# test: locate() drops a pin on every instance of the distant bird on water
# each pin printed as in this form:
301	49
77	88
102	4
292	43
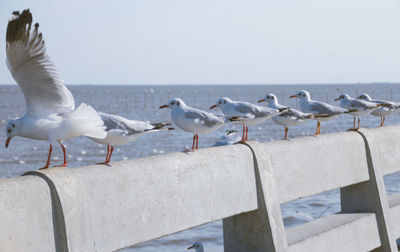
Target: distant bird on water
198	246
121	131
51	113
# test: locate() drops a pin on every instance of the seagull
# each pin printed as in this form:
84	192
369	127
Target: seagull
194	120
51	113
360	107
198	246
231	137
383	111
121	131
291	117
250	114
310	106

※

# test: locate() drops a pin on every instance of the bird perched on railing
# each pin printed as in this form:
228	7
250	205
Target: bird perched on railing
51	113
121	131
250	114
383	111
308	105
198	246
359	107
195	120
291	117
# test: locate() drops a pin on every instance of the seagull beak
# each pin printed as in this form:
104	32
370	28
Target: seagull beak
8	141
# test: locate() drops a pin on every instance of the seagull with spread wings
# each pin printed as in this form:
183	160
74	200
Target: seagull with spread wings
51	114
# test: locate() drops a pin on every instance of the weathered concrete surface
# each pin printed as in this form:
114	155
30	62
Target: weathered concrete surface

※

- [ACTIVITY]: Copy out each line of the records where the string "surface" appears.

- [SOLUTION TO THIS PROBLEM]:
# test: locate() drops a pin on every instance of the weathered concrete surface
Target: weathered concrete surface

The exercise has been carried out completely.